▸ GIVEN PROBLEM
In the listing below, present as a numbered list the lines starting at the one containing "Inline example — detecting white" and ending at the one containing "89;417;233;513", both included. Leave out blank lines.
***** THE INPUT
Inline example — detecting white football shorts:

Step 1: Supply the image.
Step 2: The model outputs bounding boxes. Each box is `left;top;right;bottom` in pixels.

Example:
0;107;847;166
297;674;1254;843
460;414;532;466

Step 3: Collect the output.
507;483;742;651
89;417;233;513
**********
***** THE INPUT
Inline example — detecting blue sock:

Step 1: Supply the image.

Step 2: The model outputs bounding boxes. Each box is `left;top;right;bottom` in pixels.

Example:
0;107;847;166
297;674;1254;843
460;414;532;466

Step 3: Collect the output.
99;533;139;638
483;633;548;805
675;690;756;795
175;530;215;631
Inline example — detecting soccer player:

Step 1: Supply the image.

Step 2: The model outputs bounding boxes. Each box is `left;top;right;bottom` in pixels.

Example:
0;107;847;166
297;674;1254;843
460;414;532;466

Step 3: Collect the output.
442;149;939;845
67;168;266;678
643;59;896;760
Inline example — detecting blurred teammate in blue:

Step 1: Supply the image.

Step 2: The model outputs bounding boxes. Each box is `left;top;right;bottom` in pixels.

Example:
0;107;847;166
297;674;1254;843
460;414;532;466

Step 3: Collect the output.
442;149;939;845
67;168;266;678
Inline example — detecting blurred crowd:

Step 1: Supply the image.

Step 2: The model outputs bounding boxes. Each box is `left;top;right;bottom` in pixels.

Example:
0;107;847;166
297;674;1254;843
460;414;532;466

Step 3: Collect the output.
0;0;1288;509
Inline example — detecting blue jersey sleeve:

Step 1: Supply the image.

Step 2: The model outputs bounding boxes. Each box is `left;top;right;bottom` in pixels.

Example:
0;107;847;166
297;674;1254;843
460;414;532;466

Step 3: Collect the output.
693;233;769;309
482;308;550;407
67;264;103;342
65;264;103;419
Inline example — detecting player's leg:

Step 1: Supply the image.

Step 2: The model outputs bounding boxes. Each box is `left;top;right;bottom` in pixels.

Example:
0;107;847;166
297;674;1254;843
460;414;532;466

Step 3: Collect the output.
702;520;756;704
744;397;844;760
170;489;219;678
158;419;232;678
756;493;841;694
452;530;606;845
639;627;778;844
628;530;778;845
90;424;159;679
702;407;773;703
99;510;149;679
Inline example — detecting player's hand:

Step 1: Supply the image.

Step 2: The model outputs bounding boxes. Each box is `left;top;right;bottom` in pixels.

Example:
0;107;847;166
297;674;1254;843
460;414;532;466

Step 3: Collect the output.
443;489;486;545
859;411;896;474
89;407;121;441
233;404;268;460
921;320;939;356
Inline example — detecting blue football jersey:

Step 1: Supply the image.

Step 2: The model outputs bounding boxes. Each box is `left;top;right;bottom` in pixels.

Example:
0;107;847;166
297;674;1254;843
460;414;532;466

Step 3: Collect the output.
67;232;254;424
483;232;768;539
**********
▸ RESULT FOR THIS TASK
1. Inline example — detecting white football shorts:
2. Step 1: Supply the image.
3. Step 2: The model outputs bounding boxes. Each box is `left;top;right;bottom` in pixels.
4. Example:
5. 0;107;847;166
6. 297;674;1254;843
7. 460;414;532;466
8. Step 3: Collect the output.
9. 507;483;742;651
10. 89;417;233;513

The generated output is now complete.